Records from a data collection
-- -- --

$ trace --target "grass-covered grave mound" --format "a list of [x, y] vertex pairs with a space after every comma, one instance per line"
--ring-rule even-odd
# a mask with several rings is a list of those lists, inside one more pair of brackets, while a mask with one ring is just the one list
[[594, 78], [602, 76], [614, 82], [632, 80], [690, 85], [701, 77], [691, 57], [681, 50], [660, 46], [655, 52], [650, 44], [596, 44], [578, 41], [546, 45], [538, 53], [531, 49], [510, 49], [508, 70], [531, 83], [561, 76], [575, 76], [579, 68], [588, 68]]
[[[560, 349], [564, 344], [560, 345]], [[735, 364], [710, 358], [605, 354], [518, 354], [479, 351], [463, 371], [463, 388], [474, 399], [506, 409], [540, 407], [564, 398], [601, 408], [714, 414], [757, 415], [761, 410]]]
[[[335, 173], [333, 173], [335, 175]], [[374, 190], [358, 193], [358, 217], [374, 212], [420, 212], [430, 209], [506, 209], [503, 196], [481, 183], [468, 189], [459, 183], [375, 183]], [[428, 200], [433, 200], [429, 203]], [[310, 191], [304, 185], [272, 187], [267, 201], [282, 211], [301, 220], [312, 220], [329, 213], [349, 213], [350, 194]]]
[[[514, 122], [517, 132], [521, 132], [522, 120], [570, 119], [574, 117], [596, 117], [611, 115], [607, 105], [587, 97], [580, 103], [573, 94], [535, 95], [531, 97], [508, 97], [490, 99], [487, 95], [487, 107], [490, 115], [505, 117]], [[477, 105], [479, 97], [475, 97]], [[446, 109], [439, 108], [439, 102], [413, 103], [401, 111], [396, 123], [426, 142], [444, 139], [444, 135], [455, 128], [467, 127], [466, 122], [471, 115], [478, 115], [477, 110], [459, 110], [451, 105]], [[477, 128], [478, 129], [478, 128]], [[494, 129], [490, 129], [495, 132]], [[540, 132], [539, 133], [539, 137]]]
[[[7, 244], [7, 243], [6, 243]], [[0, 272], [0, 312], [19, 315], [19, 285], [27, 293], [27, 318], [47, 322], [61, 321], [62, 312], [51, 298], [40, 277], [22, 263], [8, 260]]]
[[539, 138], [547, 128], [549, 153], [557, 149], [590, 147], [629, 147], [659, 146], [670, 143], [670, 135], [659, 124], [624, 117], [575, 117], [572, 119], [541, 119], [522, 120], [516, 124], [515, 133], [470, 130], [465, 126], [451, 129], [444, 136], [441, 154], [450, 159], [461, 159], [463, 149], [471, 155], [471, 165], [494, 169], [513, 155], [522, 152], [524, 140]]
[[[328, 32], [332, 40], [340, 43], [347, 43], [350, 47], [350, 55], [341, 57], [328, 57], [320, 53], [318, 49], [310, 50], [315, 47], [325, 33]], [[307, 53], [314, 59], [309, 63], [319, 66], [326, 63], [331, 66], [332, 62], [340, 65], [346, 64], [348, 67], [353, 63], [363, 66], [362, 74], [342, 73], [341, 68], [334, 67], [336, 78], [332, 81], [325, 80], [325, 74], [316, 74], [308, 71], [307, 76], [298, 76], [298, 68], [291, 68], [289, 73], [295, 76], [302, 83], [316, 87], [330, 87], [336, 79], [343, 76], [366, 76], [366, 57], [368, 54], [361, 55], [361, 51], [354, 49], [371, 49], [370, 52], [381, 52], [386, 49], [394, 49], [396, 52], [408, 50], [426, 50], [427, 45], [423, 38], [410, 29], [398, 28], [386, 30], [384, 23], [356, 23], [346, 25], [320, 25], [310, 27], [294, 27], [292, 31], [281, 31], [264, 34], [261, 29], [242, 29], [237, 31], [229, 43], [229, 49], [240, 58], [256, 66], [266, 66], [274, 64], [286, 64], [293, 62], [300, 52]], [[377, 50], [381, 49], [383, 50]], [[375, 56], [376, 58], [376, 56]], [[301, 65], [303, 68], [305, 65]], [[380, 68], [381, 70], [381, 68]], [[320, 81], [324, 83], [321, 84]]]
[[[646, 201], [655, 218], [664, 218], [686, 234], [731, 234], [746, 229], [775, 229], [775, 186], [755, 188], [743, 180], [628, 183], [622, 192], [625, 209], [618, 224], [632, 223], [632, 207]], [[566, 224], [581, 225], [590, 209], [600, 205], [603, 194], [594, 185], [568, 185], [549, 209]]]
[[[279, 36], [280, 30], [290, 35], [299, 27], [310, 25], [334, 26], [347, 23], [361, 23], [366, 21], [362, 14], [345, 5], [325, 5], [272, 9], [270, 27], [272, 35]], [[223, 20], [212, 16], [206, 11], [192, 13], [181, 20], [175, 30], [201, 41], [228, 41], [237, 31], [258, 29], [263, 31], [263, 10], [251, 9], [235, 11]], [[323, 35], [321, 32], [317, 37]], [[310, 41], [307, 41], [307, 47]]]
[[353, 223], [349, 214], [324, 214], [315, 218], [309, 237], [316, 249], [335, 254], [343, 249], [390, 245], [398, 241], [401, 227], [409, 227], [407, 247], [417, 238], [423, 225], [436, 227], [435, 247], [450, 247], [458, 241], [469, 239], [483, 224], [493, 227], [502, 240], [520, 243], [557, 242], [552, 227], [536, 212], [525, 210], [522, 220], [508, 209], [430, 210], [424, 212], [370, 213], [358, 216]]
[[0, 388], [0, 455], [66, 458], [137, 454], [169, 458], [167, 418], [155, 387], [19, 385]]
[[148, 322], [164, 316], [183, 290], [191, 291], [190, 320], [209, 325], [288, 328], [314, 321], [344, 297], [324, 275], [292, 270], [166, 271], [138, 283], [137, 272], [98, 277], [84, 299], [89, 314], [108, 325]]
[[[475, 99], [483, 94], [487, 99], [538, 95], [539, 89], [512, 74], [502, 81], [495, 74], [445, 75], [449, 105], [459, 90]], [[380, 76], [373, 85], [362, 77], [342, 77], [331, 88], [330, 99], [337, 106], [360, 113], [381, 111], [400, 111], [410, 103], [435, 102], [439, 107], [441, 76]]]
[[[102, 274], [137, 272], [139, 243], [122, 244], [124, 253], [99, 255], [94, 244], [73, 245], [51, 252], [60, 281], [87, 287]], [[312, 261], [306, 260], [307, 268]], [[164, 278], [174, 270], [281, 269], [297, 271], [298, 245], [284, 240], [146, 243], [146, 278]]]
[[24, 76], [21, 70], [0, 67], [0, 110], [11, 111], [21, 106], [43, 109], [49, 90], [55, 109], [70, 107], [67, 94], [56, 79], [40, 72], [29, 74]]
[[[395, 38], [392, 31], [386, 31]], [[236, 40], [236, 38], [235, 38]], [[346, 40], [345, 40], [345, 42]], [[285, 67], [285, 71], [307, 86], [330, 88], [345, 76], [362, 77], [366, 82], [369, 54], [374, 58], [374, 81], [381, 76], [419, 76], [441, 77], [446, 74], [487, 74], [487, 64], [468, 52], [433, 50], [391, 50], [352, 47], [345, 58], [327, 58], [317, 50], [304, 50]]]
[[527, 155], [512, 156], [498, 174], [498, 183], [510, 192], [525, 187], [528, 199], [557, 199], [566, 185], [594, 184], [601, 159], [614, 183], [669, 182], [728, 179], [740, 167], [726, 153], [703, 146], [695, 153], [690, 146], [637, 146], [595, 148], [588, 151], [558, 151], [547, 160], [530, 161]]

-- -- --

Write out all the items again, putting "burial mound" in place of "grave mound" and leaving everything else unchanged.

**Solution**
$ trace --target "grass-covered burial mound" --format "a list of [x, y] vertex pairs with a space after every comma, one instance per line"
--ring-rule even-odd
# a mask with several rings is a list of those lists, inside one more pair of brackets, while a mask with one ring is just the one list
[[594, 78], [602, 76], [614, 82], [632, 80], [690, 85], [701, 77], [691, 57], [681, 50], [660, 46], [655, 52], [650, 44], [596, 44], [578, 41], [546, 45], [538, 53], [531, 49], [510, 49], [508, 70], [531, 83], [561, 76], [575, 76], [579, 68], [588, 68]]
[[[560, 349], [564, 344], [560, 345]], [[735, 364], [710, 358], [605, 354], [518, 354], [479, 351], [463, 371], [463, 388], [474, 399], [506, 409], [540, 407], [564, 398], [601, 408], [714, 414], [757, 415], [761, 410]]]
[[[335, 173], [333, 173], [335, 175]], [[374, 190], [358, 193], [358, 217], [374, 212], [420, 212], [430, 209], [506, 209], [503, 196], [481, 183], [468, 189], [459, 183], [375, 183]], [[428, 200], [433, 200], [429, 203]], [[310, 191], [304, 185], [272, 187], [267, 201], [282, 211], [301, 220], [312, 220], [329, 213], [349, 213], [350, 194]]]
[[[514, 122], [517, 132], [521, 132], [522, 120], [570, 119], [574, 117], [596, 117], [611, 115], [607, 105], [587, 97], [580, 103], [573, 94], [535, 95], [531, 97], [508, 97], [490, 99], [487, 95], [487, 107], [490, 115], [505, 117]], [[477, 105], [479, 97], [475, 97]], [[446, 109], [439, 108], [439, 102], [413, 103], [401, 111], [396, 123], [426, 142], [444, 139], [444, 135], [455, 128], [467, 127], [466, 122], [471, 115], [478, 115], [477, 110], [459, 110], [451, 105]], [[477, 128], [478, 129], [478, 128]], [[494, 129], [490, 129], [495, 132]], [[540, 132], [539, 133], [539, 137]]]
[[[7, 244], [7, 243], [6, 243]], [[0, 272], [0, 312], [19, 315], [19, 285], [27, 293], [27, 318], [47, 322], [61, 321], [62, 312], [51, 298], [40, 277], [22, 263], [8, 260]]]
[[539, 138], [547, 128], [549, 153], [557, 149], [590, 147], [629, 147], [659, 146], [670, 143], [670, 135], [659, 124], [624, 117], [575, 117], [572, 119], [541, 119], [522, 120], [516, 124], [515, 133], [470, 130], [465, 126], [451, 129], [444, 136], [441, 154], [450, 159], [461, 159], [463, 149], [471, 155], [471, 165], [494, 169], [513, 155], [522, 152], [524, 140]]
[[[328, 32], [332, 40], [340, 43], [347, 43], [350, 47], [350, 55], [341, 57], [328, 57], [320, 53], [318, 49], [310, 50], [315, 47], [325, 33]], [[307, 53], [314, 59], [309, 63], [319, 66], [326, 63], [331, 66], [332, 62], [340, 65], [346, 64], [348, 67], [353, 63], [363, 66], [362, 74], [342, 73], [341, 68], [334, 67], [336, 78], [332, 81], [325, 80], [325, 74], [316, 74], [308, 71], [307, 76], [298, 76], [298, 68], [291, 68], [289, 73], [295, 76], [302, 83], [316, 87], [330, 87], [336, 79], [343, 76], [366, 76], [366, 57], [368, 54], [361, 55], [361, 51], [354, 49], [371, 49], [370, 52], [381, 52], [386, 49], [394, 49], [396, 52], [408, 50], [426, 50], [427, 45], [423, 38], [410, 29], [398, 28], [386, 30], [384, 23], [356, 23], [346, 25], [320, 25], [310, 27], [294, 27], [292, 31], [281, 31], [264, 34], [261, 29], [242, 29], [237, 31], [229, 43], [229, 49], [240, 58], [256, 66], [266, 66], [274, 64], [286, 64], [293, 62], [300, 52]], [[377, 50], [381, 49], [383, 50]], [[375, 56], [376, 58], [376, 56]], [[301, 65], [303, 68], [305, 65]], [[380, 68], [381, 70], [381, 68]], [[320, 81], [324, 83], [321, 84]]]
[[[646, 201], [655, 218], [664, 218], [686, 234], [731, 234], [746, 229], [775, 229], [775, 186], [755, 188], [743, 180], [628, 183], [622, 192], [625, 209], [618, 224], [632, 223], [632, 207]], [[566, 224], [581, 225], [590, 209], [600, 205], [603, 194], [594, 185], [568, 185], [549, 209]]]
[[[279, 36], [280, 30], [290, 35], [299, 27], [310, 25], [334, 26], [347, 23], [361, 23], [366, 21], [362, 14], [345, 5], [325, 5], [272, 9], [270, 27], [272, 35]], [[223, 20], [212, 16], [206, 11], [192, 13], [181, 20], [175, 30], [201, 41], [228, 41], [237, 31], [258, 29], [263, 31], [263, 10], [251, 9], [235, 11]], [[323, 35], [321, 32], [317, 37]], [[310, 41], [307, 41], [307, 47]]]
[[353, 223], [349, 214], [324, 214], [315, 218], [309, 237], [316, 249], [335, 254], [343, 249], [390, 245], [398, 241], [401, 227], [409, 227], [407, 247], [417, 238], [423, 225], [436, 227], [435, 247], [450, 247], [458, 241], [469, 239], [483, 224], [493, 227], [502, 240], [520, 243], [557, 242], [552, 227], [536, 212], [525, 210], [522, 220], [508, 209], [430, 210], [424, 212], [370, 213], [358, 216]]
[[0, 388], [0, 455], [66, 458], [137, 454], [169, 458], [167, 418], [155, 387], [19, 385]]
[[148, 322], [164, 316], [183, 290], [191, 291], [190, 320], [209, 325], [288, 328], [314, 321], [344, 297], [324, 275], [292, 270], [166, 271], [138, 283], [137, 272], [98, 277], [84, 299], [89, 314], [108, 325]]
[[[475, 99], [483, 94], [487, 99], [538, 95], [539, 89], [512, 74], [502, 81], [495, 74], [445, 75], [449, 105], [459, 90]], [[380, 76], [373, 85], [362, 77], [342, 77], [331, 88], [330, 99], [337, 106], [360, 113], [381, 111], [400, 111], [410, 103], [435, 102], [439, 107], [441, 76]]]
[[[102, 274], [137, 272], [139, 243], [122, 244], [124, 253], [99, 255], [94, 244], [73, 245], [51, 252], [60, 281], [87, 287]], [[312, 261], [306, 260], [307, 268]], [[164, 278], [174, 270], [281, 269], [297, 271], [298, 245], [284, 240], [146, 243], [146, 278]]]
[[24, 76], [21, 70], [0, 67], [0, 110], [11, 111], [21, 106], [43, 109], [49, 90], [55, 109], [70, 107], [67, 94], [56, 79], [40, 72], [29, 74]]
[[[395, 38], [392, 31], [386, 31]], [[236, 40], [236, 38], [235, 38]], [[346, 40], [345, 40], [345, 42]], [[285, 67], [285, 71], [307, 86], [330, 88], [345, 76], [362, 77], [366, 82], [369, 54], [374, 58], [374, 81], [381, 76], [419, 76], [441, 77], [446, 74], [487, 74], [487, 64], [468, 52], [433, 50], [391, 50], [352, 47], [345, 58], [327, 58], [317, 50], [304, 50]]]
[[527, 155], [512, 156], [498, 174], [498, 183], [510, 192], [525, 187], [528, 199], [557, 199], [566, 185], [594, 184], [601, 159], [614, 183], [669, 182], [728, 179], [740, 167], [726, 153], [703, 146], [695, 153], [690, 146], [637, 146], [595, 148], [588, 151], [558, 151], [547, 160], [530, 161]]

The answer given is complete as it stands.